Top of Given records

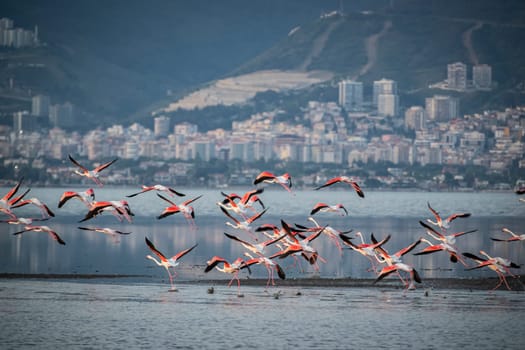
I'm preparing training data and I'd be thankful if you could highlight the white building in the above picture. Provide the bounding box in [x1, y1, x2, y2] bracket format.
[404, 106, 426, 130]
[154, 115, 170, 137]
[32, 95, 50, 117]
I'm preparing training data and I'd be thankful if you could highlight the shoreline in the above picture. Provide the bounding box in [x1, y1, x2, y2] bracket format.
[2, 273, 524, 291]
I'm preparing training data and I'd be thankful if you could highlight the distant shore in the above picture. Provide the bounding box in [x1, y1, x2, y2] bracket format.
[2, 273, 524, 291]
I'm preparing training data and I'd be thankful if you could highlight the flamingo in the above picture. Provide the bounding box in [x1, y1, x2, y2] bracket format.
[13, 225, 66, 245]
[339, 232, 391, 272]
[310, 202, 348, 216]
[463, 251, 521, 290]
[314, 176, 365, 198]
[243, 252, 286, 288]
[223, 231, 286, 256]
[1, 217, 48, 225]
[78, 226, 131, 243]
[294, 217, 351, 254]
[156, 194, 202, 227]
[218, 188, 265, 219]
[491, 227, 525, 242]
[79, 200, 133, 223]
[414, 238, 469, 266]
[145, 237, 197, 290]
[219, 206, 268, 240]
[68, 154, 118, 187]
[372, 236, 422, 289]
[204, 256, 251, 296]
[426, 202, 471, 230]
[58, 188, 95, 208]
[419, 220, 477, 247]
[253, 171, 292, 193]
[127, 184, 185, 198]
[11, 197, 55, 218]
[269, 219, 326, 271]
[0, 178, 29, 218]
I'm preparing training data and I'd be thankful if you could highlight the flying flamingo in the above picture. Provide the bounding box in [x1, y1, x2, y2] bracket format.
[463, 251, 521, 290]
[79, 200, 133, 223]
[491, 227, 525, 242]
[294, 217, 352, 254]
[219, 206, 268, 240]
[419, 220, 477, 247]
[13, 225, 66, 245]
[310, 202, 348, 216]
[11, 197, 55, 218]
[243, 252, 286, 289]
[58, 188, 95, 208]
[314, 176, 365, 198]
[414, 238, 469, 266]
[68, 154, 118, 187]
[126, 184, 185, 198]
[426, 202, 471, 231]
[145, 237, 198, 290]
[1, 217, 48, 225]
[0, 178, 30, 218]
[218, 188, 265, 219]
[269, 219, 326, 271]
[204, 256, 251, 296]
[156, 194, 202, 227]
[223, 231, 286, 256]
[253, 171, 292, 193]
[78, 226, 131, 243]
[339, 231, 391, 272]
[372, 236, 422, 290]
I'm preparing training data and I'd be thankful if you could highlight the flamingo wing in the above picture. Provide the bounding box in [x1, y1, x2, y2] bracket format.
[145, 237, 168, 262]
[171, 243, 198, 261]
[68, 154, 88, 172]
[94, 158, 118, 172]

Bottom of Given records

_Your task_
Please give all of the material again, exactly, without the images.

_Response to this exercise_
I'm preparing training data and I'd be thankful if you could highlight the white building in the above picture. Provide the bounding box in [x1, y1, x2, y2] bracket format.
[404, 106, 426, 130]
[154, 115, 170, 137]
[32, 95, 50, 117]
I'm preparing training data and I'd be thankful if you could highlight the shoreline in the above picture. Provide the bounding box in [x1, y1, x2, y2] bracket format.
[2, 273, 524, 291]
I'm preparing training data and I'd be thankful if you could highlight the distant shore in the above picture. Provide the bounding box in [x1, y1, x2, y2] bracket format.
[2, 273, 524, 291]
I'm preparing training data and I'd be thankful if you could highlight the flamingo in the above picture. Provide the bounding box in [x1, y1, x2, y2] bracket format.
[13, 225, 66, 245]
[339, 232, 391, 272]
[310, 202, 348, 216]
[463, 251, 521, 290]
[314, 176, 365, 198]
[243, 252, 286, 288]
[223, 231, 286, 256]
[1, 217, 48, 225]
[78, 226, 131, 243]
[294, 217, 351, 254]
[156, 194, 202, 227]
[218, 188, 265, 219]
[491, 227, 525, 242]
[79, 200, 133, 223]
[414, 238, 469, 266]
[145, 237, 197, 290]
[219, 206, 268, 240]
[68, 154, 118, 187]
[372, 236, 422, 289]
[204, 256, 251, 296]
[426, 202, 471, 230]
[58, 188, 95, 208]
[419, 220, 477, 247]
[253, 171, 292, 193]
[127, 184, 185, 198]
[11, 197, 55, 218]
[269, 219, 326, 271]
[0, 178, 29, 218]
I'm preparing training data and I'd be thankful if you could highlight the flying flamingo in the above picture. Provide the bounding box in [x1, y1, x2, y2] bracket format.
[463, 251, 521, 290]
[79, 200, 133, 223]
[491, 227, 525, 242]
[294, 217, 352, 254]
[219, 206, 268, 240]
[419, 220, 477, 247]
[13, 225, 66, 245]
[310, 202, 348, 216]
[11, 197, 55, 218]
[243, 252, 286, 289]
[58, 188, 95, 208]
[314, 176, 365, 198]
[414, 238, 469, 266]
[68, 154, 118, 187]
[126, 184, 185, 198]
[426, 202, 471, 231]
[145, 237, 198, 290]
[1, 217, 48, 225]
[0, 178, 30, 218]
[218, 188, 265, 219]
[269, 219, 326, 271]
[204, 256, 251, 296]
[156, 194, 202, 227]
[223, 231, 286, 256]
[253, 171, 292, 193]
[78, 226, 131, 243]
[339, 231, 391, 272]
[372, 236, 422, 290]
I'm preparing training data and I'd be thankful if you could highlight the flamingo wing in the above picture. Provide the bounding box in [x1, y1, x2, y2] bracket format.
[145, 237, 168, 262]
[171, 243, 198, 261]
[68, 154, 88, 172]
[94, 158, 118, 172]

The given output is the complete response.